• EXERCISE AIM
Some entries follow. Reproduce exactly the lines starting at the one with "Target: paved road" and stopping after the one with "Target: asphalt surface".

• INFORMATION
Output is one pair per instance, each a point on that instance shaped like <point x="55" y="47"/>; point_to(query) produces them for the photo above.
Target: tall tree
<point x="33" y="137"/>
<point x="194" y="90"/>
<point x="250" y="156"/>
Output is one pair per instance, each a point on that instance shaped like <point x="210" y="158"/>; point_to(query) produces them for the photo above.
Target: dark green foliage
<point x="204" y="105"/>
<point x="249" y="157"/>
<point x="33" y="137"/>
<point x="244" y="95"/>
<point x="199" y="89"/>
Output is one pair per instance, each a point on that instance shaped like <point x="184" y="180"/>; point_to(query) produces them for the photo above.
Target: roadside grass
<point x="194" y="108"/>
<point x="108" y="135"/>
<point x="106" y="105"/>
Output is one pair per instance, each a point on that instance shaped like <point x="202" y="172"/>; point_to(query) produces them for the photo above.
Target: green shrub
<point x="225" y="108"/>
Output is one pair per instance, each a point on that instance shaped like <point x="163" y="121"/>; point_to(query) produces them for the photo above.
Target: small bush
...
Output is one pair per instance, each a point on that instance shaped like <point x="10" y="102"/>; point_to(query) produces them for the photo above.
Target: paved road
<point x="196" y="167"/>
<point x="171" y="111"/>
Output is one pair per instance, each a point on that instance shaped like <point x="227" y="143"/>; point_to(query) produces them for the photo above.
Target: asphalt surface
...
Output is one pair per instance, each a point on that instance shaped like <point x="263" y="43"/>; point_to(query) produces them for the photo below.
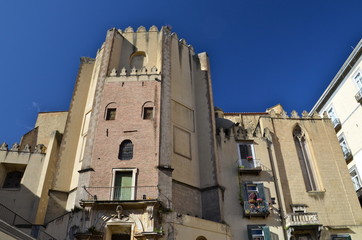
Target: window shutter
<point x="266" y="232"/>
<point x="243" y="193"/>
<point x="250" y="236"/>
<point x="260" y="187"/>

• OUTPUT FOR THIS TASK
Target: paved road
<point x="196" y="167"/>
<point x="171" y="111"/>
Output is one pair per instance, each a point on that instance shaped like <point x="227" y="143"/>; point_to(query) produces them for the photo above.
Target: asphalt surface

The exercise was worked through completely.